CONSIGNES —
- a) Dans l'extrait sur la Corse, qui est le rapporteur dont l'orateur salue l'excellent rapport ?
- b) Recopiez le passage de l'extrait sur la Corse commençant par « En ce qui concerne » et allant jusqu'à « des Corses ! ».

Lorsque l'on veut lancer un très grand programme d'investissements, alors même
que l'on ne facilite pas l'apparition de capacités d'ingénierie et de
construction sur l'île, on peut redouter que à l'instar de ce qui s'est passé
lors de l'arrivée des rapatriés d'Algérie, les Corses ne se sentent les
laissés-pour-compte du développement de l'île où ils vivent.
Telle est ma conviction : il est essentiel que les Corses ne soient pas les
premiers exclus du développement futur de l'île.
Celui-ci suppose, d'une part, que le problème de l'espace et de l'aménagement
soit résolu et, d'autre part, que des moyens publics soient dévolus à l'île
pour favoriser son activité économique.
En ce qui concerne l'aménagement de l'espace, il est tout d'abord essentiel de
doter l'île d'infrastructures de transport performantes, notamment
d'infrastructures portuaires et aéroportuaires. C'est davantage par des
investissements publics dans des routes et dans des ports que par des
modifications du code général des collectivités territoriales que l'on
améliorera les conditions de vie des Corses !
Une autre question mérite d'être posée : comment permettre une application «
éclairée » de la loi littoral en Corse ? Je ne reviendrai pas sur les
explications que le rapporteur, M. Paul Girod, a données dans son excellent
rapport. Celui-ci a le mérite de montrer qu'il est nécessaire d'accorder un
certain degré de liberté afin de permettre la réalisation de constructions en
Corse. Comment concilier cette nécessité avec la préservation de
l'environnement ? C'est ce qu'il nous appartiendra de définir au cours de nos
travaux. Il est plus difficile de proposer un système efficace sur ce point que
d'attribuer un pouvoir législatif à l'Assemblée de Corse !

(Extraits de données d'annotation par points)
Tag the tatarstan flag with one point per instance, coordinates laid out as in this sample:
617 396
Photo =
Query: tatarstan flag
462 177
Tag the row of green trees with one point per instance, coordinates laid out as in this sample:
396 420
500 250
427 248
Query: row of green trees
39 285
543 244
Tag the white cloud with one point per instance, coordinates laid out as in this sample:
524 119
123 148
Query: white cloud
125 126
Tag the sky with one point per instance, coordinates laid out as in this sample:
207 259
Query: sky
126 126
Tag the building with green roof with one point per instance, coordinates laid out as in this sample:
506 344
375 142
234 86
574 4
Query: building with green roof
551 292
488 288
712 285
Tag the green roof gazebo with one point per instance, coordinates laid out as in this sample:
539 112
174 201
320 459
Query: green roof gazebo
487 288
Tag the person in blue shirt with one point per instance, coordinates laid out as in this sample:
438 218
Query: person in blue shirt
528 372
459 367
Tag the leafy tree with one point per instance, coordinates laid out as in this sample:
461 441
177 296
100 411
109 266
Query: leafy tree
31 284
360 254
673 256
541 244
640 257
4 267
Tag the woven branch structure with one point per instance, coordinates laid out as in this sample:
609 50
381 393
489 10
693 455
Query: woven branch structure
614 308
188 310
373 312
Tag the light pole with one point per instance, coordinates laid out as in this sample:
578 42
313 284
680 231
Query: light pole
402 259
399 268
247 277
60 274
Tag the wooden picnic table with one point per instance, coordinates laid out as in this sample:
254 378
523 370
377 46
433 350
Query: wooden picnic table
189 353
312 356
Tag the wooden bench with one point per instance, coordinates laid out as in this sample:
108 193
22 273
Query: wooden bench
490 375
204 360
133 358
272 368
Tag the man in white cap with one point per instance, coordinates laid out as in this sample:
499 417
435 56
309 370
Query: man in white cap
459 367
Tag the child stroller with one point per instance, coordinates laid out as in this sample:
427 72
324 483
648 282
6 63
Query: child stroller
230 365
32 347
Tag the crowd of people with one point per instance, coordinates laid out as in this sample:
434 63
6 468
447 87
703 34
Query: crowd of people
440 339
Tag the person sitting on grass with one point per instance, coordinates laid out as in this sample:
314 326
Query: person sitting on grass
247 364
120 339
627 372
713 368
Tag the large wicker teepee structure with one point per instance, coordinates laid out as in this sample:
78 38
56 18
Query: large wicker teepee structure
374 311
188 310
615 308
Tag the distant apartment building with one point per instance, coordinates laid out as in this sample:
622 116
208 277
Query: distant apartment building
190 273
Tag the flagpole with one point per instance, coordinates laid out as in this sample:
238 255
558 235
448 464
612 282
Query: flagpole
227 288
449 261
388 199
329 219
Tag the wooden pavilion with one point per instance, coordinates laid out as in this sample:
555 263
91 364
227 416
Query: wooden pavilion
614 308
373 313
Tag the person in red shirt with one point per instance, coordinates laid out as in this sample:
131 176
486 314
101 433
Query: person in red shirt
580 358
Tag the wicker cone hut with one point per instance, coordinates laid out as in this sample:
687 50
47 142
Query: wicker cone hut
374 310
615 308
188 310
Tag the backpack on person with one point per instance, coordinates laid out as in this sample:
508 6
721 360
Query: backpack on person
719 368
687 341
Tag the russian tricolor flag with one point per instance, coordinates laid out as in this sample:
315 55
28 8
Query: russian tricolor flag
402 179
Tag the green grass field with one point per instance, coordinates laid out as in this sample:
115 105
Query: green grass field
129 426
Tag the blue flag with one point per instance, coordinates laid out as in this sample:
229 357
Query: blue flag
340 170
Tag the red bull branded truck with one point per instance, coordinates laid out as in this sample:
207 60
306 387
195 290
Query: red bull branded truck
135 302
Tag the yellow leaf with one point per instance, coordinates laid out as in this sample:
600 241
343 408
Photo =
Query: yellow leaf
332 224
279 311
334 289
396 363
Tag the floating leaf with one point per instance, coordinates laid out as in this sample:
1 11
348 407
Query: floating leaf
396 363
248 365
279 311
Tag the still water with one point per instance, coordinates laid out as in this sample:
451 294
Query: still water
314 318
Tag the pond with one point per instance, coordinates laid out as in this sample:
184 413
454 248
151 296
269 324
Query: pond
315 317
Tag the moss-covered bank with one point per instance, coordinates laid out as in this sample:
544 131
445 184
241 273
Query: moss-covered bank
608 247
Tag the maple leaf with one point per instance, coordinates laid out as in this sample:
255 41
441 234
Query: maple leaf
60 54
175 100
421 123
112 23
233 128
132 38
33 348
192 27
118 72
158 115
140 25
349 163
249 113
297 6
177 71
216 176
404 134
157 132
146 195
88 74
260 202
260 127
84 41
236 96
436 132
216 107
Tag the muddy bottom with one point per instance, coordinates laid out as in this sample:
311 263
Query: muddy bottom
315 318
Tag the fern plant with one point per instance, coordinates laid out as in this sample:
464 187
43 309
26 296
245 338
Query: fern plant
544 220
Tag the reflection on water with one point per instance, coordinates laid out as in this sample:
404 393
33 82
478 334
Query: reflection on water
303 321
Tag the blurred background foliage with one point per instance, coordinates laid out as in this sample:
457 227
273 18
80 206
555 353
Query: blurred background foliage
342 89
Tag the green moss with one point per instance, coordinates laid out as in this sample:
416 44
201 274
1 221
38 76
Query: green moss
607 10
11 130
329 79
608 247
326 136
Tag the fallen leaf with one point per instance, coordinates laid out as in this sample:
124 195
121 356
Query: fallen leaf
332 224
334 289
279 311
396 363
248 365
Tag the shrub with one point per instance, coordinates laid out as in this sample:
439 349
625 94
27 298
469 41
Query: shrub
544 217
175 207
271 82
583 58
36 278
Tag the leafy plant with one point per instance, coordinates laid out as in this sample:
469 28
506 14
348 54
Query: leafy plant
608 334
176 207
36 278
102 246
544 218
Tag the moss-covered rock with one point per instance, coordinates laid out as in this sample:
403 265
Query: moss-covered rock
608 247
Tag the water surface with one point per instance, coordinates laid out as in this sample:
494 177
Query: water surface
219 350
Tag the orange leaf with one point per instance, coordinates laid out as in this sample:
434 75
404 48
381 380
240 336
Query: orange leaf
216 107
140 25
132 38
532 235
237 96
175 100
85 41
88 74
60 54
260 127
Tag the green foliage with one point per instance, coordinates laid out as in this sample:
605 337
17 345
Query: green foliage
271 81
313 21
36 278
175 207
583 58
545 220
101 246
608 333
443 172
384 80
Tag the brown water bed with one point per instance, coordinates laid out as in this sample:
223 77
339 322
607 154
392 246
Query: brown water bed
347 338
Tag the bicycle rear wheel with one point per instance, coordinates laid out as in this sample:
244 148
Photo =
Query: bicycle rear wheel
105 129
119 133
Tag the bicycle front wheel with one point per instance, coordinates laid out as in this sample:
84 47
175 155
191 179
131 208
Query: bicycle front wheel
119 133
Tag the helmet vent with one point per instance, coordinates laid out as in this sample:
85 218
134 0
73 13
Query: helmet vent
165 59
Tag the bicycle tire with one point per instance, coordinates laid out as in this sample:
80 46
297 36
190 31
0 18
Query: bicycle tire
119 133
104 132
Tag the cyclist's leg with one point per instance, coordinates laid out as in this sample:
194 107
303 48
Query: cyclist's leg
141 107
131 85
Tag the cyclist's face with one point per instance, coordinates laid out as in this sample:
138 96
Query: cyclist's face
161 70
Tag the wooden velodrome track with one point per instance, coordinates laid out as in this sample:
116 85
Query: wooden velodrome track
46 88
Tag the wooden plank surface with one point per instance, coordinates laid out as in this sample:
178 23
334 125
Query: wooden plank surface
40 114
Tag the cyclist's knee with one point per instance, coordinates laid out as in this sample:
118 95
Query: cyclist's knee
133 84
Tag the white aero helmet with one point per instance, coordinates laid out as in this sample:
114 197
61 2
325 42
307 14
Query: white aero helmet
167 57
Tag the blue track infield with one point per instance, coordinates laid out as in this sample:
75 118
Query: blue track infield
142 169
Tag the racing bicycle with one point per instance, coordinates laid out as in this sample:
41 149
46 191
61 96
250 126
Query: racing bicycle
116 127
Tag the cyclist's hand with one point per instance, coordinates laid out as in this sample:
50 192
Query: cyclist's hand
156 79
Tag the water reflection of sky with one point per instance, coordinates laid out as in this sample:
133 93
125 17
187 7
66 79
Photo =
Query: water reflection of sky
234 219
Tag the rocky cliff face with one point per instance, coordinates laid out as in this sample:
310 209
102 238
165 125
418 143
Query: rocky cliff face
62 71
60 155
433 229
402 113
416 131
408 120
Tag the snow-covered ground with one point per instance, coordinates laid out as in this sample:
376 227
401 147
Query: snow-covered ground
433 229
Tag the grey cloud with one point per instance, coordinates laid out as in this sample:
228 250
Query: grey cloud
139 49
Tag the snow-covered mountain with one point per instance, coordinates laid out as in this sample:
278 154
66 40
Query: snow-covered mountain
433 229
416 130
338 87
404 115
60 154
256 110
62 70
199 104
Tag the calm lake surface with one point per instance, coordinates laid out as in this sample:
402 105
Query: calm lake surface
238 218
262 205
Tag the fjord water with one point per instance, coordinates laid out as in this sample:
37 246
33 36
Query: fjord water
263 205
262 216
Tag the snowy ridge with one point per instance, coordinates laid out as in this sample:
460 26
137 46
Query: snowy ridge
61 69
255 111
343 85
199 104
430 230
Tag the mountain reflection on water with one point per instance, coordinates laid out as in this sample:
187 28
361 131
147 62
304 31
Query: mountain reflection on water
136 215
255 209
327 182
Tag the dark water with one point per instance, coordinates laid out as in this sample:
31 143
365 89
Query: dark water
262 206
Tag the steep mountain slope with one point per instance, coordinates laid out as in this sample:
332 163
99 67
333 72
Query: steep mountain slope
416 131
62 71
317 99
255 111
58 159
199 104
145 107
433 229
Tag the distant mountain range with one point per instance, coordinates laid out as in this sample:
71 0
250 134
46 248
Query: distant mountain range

CORRIGÉ —
- a) M. Paul Girod.

- b)
En ce qui concerne l'aménagement de l'espace, il est tout d'abord essentiel de
doter l'île d'infrastructures de transport performantes, notamment
d'infrastructures portuaires et aéroportuaires. C'est davantage par des
investissements publics dans des routes et dans des ports que par des
modifications du code général des collectivités territoriales que l'on
améliorera les conditions de vie des Corses !